Work order: Rewrite the part of the listing that opens with the line containing "Task: given each" and closes with the line containing "box: [0, 0, 43, 342]", changing "rough mask" to "coarse mask" and leaving everything else as it is.

Available data:
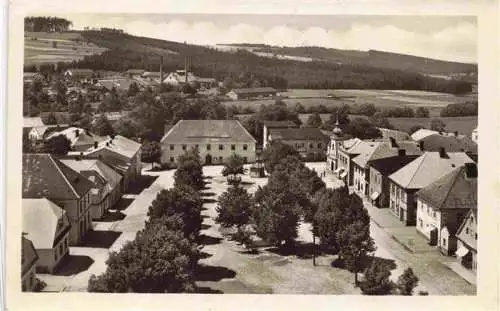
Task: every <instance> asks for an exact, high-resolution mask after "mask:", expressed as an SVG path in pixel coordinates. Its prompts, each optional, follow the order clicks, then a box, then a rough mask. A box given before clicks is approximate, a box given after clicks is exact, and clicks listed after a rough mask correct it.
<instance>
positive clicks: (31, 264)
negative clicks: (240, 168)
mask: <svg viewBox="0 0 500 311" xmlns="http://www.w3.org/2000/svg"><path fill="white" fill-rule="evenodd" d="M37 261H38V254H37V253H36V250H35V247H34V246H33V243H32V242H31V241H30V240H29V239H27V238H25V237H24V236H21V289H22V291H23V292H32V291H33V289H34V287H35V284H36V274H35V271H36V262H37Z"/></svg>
* * *
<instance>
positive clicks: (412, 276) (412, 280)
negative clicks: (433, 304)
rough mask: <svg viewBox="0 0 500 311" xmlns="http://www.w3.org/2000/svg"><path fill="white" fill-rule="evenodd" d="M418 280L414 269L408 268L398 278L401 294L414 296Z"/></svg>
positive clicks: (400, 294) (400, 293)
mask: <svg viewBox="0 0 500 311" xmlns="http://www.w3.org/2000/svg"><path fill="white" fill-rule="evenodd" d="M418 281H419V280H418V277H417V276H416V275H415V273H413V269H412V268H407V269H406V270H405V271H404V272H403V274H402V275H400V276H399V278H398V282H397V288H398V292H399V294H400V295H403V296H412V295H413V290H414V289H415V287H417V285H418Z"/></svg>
* * *
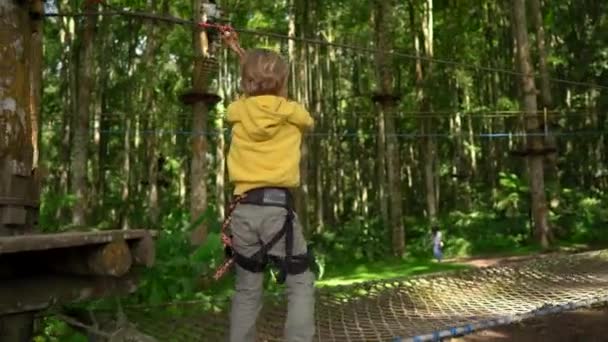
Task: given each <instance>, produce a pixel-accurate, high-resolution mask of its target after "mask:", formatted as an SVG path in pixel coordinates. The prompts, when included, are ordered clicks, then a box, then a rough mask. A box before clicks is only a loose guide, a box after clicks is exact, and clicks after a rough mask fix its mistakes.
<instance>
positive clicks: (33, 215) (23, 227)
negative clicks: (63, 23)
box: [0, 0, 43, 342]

The answer:
Task: given each <instance>, produce a pixel-accurate, high-resolution mask of its target after "mask:", formatted as an SVG path in pixel coordinates. The prompts, when included, are ordered clicks, then a box, then a coarse mask. A box before clicks is only a loose guide, a box after clicks is exact, and clicks after a coarse mask fix its mistakes.
<instance>
positive clicks: (33, 215) (23, 227)
negative clicks: (63, 23)
box: [0, 0, 43, 342]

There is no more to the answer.